____ SOURCE DATA

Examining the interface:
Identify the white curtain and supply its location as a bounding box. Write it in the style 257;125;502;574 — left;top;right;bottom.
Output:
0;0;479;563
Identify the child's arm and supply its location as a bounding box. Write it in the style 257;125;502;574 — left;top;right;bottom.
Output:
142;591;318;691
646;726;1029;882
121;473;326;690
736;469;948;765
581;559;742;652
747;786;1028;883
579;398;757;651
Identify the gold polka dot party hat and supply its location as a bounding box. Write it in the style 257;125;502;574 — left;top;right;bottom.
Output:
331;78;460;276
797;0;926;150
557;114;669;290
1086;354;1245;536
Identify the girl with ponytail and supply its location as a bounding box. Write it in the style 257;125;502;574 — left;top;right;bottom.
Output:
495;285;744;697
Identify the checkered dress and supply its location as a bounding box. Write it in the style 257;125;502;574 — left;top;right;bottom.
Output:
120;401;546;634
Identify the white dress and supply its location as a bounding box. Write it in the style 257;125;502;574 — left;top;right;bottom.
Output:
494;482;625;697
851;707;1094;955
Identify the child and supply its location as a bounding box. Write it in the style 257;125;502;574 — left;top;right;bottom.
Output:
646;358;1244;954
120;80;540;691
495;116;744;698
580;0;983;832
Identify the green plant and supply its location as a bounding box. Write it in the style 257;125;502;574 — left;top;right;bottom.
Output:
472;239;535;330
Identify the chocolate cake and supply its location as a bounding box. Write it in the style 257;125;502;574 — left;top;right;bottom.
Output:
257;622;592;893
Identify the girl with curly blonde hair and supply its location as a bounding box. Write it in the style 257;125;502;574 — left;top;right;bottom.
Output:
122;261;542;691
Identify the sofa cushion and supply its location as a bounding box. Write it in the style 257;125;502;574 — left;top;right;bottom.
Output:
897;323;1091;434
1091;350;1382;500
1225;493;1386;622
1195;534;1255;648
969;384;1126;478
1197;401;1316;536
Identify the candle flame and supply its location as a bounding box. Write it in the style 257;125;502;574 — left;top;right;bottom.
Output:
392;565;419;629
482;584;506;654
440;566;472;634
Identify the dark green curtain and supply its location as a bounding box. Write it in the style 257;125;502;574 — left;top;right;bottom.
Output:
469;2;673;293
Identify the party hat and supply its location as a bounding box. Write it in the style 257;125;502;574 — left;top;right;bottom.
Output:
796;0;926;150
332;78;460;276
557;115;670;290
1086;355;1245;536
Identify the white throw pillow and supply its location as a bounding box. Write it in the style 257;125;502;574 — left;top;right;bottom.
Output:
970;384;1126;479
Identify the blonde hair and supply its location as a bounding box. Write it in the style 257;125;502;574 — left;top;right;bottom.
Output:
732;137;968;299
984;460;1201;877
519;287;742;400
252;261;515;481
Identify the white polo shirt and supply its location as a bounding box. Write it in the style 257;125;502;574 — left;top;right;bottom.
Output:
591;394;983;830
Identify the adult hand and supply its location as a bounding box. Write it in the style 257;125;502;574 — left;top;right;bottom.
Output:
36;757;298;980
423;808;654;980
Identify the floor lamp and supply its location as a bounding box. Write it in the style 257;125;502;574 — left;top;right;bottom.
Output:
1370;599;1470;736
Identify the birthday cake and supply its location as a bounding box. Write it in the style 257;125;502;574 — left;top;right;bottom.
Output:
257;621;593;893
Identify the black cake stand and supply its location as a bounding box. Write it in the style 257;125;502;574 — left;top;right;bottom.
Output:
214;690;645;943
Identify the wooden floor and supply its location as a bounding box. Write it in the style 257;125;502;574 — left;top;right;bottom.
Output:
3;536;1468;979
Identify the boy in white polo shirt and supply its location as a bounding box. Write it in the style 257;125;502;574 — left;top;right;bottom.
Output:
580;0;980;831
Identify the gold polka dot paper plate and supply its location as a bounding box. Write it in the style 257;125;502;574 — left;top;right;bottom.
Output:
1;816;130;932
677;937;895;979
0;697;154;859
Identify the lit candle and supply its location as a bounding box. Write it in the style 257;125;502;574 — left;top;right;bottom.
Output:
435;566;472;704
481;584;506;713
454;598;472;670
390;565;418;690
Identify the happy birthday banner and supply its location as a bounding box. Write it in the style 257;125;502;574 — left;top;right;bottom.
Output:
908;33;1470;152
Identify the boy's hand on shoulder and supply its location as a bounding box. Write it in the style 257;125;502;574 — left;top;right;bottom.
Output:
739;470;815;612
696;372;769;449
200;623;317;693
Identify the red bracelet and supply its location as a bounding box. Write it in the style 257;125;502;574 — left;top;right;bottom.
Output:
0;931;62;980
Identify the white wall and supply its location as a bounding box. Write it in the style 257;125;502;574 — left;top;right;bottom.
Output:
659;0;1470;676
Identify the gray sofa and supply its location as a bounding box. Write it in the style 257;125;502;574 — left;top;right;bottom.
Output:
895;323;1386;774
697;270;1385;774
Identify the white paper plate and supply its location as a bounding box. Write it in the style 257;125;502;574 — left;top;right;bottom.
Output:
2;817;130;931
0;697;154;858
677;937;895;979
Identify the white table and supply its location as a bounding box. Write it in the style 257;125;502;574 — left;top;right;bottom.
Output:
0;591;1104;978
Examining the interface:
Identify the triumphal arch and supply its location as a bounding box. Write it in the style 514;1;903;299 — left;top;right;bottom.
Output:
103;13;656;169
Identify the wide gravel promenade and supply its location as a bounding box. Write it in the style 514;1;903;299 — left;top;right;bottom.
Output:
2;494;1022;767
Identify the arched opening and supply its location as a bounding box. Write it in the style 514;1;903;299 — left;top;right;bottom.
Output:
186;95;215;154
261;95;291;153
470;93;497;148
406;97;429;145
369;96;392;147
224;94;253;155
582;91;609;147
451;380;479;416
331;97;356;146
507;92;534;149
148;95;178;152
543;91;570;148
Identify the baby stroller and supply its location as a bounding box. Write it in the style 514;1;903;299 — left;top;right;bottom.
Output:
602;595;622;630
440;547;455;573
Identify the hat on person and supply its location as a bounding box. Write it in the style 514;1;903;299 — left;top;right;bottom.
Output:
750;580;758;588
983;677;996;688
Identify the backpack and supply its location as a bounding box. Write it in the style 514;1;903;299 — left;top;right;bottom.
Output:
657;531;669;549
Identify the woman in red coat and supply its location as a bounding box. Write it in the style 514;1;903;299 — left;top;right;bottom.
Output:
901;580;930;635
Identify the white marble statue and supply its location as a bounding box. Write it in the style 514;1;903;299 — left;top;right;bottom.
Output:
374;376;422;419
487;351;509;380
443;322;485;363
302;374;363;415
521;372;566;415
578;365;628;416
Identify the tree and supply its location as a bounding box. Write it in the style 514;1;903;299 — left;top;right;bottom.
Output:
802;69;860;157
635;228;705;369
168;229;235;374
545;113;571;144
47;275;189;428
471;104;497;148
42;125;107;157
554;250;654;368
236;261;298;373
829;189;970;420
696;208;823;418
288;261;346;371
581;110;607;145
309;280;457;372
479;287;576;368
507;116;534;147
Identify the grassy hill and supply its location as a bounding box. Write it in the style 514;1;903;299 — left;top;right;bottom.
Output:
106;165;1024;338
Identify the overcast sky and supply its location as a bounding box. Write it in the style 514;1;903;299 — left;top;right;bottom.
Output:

________

WORK ORDER: Return a faithful copy of all the records above.

RESULT FOR THIS EXERCISE:
Examining the interface:
Identify the white curtain and supply its location as a bounding box. Write it in the style 257;125;502;574 — left;top;right;bottom.
Output:
0;0;479;563
Identify the child's arm and supply its location as a bounding box. Write it in the style 257;125;502;574 — left;top;right;bottom.
Output:
142;591;318;691
646;726;1029;882
121;473;326;690
736;469;948;765
581;559;742;652
747;786;1028;883
579;398;757;651
Identify the gold polka dot party hat and supply its location as a bounding box. Write it in the style 257;125;502;574 — left;top;right;bottom.
Output:
331;78;460;276
797;0;926;150
557;114;669;290
1086;354;1245;536
Identify the girl with ponytail and supply its location as a bounding box. Write it in the style 257;125;502;574 — left;top;right;bottom.
Output:
495;285;744;697
Identify the checkered dress and supply its location as a bounding box. Write it in the style 257;125;502;574 — left;top;right;bottom.
Output:
120;401;546;634
Identify the white dress and supply its location as a bounding box. Write it in the style 257;125;502;574 — left;top;right;bottom.
Output:
494;482;625;697
851;707;1094;955
Identify the child and supply its location as a bounding box. Write it in the style 257;125;502;574 — left;top;right;bottom.
Output:
646;358;1244;954
120;80;540;691
495;116;744;698
580;0;983;832
Identify the green plant and supply its location as a bounding box. Write it in the style 257;125;502;574 — left;top;right;bottom.
Output:
472;239;535;330
Identify the chocolate cake and supply its location as a bounding box. Write it in the style 257;125;502;574 — left;top;right;bottom.
Output:
257;622;592;893
Identify the girl with curly blonde hair and supply its location as a bounding box. Write it in the style 257;125;502;574 — left;top;right;bottom.
Output:
122;261;542;691
Identify the sofa cushion and supply its location as a bounding box. Write it in the style 257;125;502;574 — left;top;right;bottom.
Output:
897;323;1091;434
1091;350;1382;500
1225;493;1386;622
1195;534;1255;648
969;384;1126;478
1197;401;1316;536
Identify the candle flame and supply its location as a bounding box. Write it in the style 257;125;502;574 — left;top;right;bottom.
Output:
392;565;419;629
482;584;506;654
440;566;472;634
Identify the dark green curtain and supply its location as a bounding box. Write it in the style 257;125;502;574 — left;top;right;bottom.
Output:
469;2;673;293
Identify the party hat and supply its location as a bounding box. Write it in the style 257;125;502;574 — left;top;right;bottom.
Output:
796;0;926;150
332;78;460;276
557;115;670;290
1086;355;1245;536
Identify the white throw pillow and supply its location as a bounding box. Write it in the style 257;125;502;574 — left;top;right;bottom.
Output:
970;384;1126;479
Identify the blonde hair and supply its location as a bounding box. Write it in the style 257;125;502;574 — left;top;right;bottom.
Output:
732;137;968;299
984;460;1201;877
519;287;742;400
252;261;515;481
Identify the white polo shirt and supply its location as a bounding box. Write it in the style 257;125;502;574 — left;top;right;bottom.
Output:
591;394;983;830
Identify the adult hand and supply its location as a bounding box. Write it in the style 257;125;502;574 — left;top;right;bottom.
Output:
36;757;298;980
423;808;654;980
Identify the floor lamp and supply its location as a bounding box. Write it in the style 257;125;502;574 — left;top;right;bottom.
Output:
1370;599;1470;736
Identify the birthday cake and supply its location as a bounding box. Write it in the style 257;125;502;574 — left;top;right;bottom.
Output:
257;621;593;893
Identify the black cake stand and supply its location as a bounding box. Write it in the style 257;125;502;574 — left;top;right;bottom.
Output:
214;690;645;943
Identify the wooden floor and supply its location as a bounding box. Write it in the style 257;125;502;574 — left;top;right;bottom.
Output:
3;536;1468;979
Identify the boy in white polo shirt and supply its location as a bounding box. Write it in the style 257;125;502;574 — left;top;right;bottom.
Output:
580;0;980;831
Identify the gold polka dot paper plate and supply its location as a bounding box. Write it in the style 257;125;502;574 — left;top;right;bottom.
Output:
1;816;130;932
677;937;895;979
0;697;154;859
Identify the lit candle and supply its location as a bounding box. Write it in the style 257;125;502;574 — left;top;right;bottom.
Output:
435;566;472;704
481;584;506;713
454;598;472;670
390;565;418;690
Identify the happy birthday banner and supply its location as a bounding box. Write it in the style 257;125;502;574 — left;top;right;bottom.
Output:
908;33;1470;152
Identify the boy's hand on shoulder and supply its location as a bounding box. Write it in the style 257;125;502;574 — left;top;right;bottom.
Output:
739;470;815;612
696;372;769;449
200;623;317;693
Identify the red bracelet and supply its location as a bounding box. Write it in the style 257;125;502;574 — left;top;right;bottom.
Output:
0;931;62;980
Identify the white wall and supply its location as a bounding box. Write it in the style 257;125;502;574 — left;top;right;bottom.
Output:
659;0;1470;676
Identify the gray sofa and supply its location as a bounding box. Write it in the style 257;125;502;574 — left;top;right;bottom.
Output:
895;323;1386;774
697;270;1385;774
Identify the white paper plate and supply its location as a bounding box. Write it in the style 257;125;502;574 — left;top;right;bottom.
Output:
2;817;130;931
0;697;154;858
677;937;895;979
Identify the white table and supply its location as a bounding box. Write it in the style 257;125;502;574 — left;top;right;bottom.
Output:
0;591;1104;978
Examining the interface:
Identify the triumphal arch and supply its location as a bounding box. Write it in the style 514;1;903;299 — left;top;right;bottom.
Output:
103;13;656;169
Identify the wide gravel promenade and supply its location as a bounding box. Write it in the style 514;1;903;299 — left;top;right;bottom.
Output:
2;494;1022;767
Identify the arched opening and supply its location as a bounding box. Write it in the style 514;1;903;299 — left;top;right;bottom.
Output:
186;95;215;154
261;95;291;153
470;93;497;148
406;97;429;145
369;96;392;147
224;94;253;155
582;91;609;147
451;380;479;416
331;97;356;146
507;92;534;149
148;95;178;152
543;91;570;148
Identify the baby stroller and supply its location as a bounding box. Write it in the style 514;1;903;299 — left;top;right;bottom.
Output:
602;595;622;630
440;547;455;573
Identify the hat on person and supply its location as a bounding box. Write it in the style 514;1;903;299 — left;top;right;bottom.
Output:
750;580;758;588
983;677;996;688
Identify the backpack and supply its location as a bounding box. Write it in the style 514;1;903;299 — left;top;right;bottom.
Output:
657;531;669;549
Identify the woman in red coat and supply its location as a bounding box. Write it in the style 514;1;903;299 — left;top;right;bottom.
Output:
901;580;930;635
Identify the white marble statue and supply its location as a bounding box. Write it in the style 514;1;903;299 — left;top;right;bottom.
Output:
374;376;422;419
487;351;509;380
443;322;485;363
302;374;363;415
521;372;566;415
578;365;628;416
Identify the tree and supply its location as a bounding box. Write it in the style 514;1;903;299 — left;top;right;bottom.
Output:
802;69;860;157
635;228;705;369
168;229;235;374
545;113;571;144
47;275;189;428
471;104;497;148
42;125;107;157
554;250;654;368
236;261;298;373
829;189;970;420
696;208;823;418
288;261;346;371
581;110;607;145
309;280;457;372
479;287;576;368
507;116;534;147
Identify the grassy hill and supply its location as a bounding box. Write it in the style 514;1;903;299 — left;top;right;bottom.
Output:
106;165;1024;338
Identify the overcast sky and supply its location as a bounding box. Write it in the style 514;1;903;299 — left;top;right;bottom.
Output:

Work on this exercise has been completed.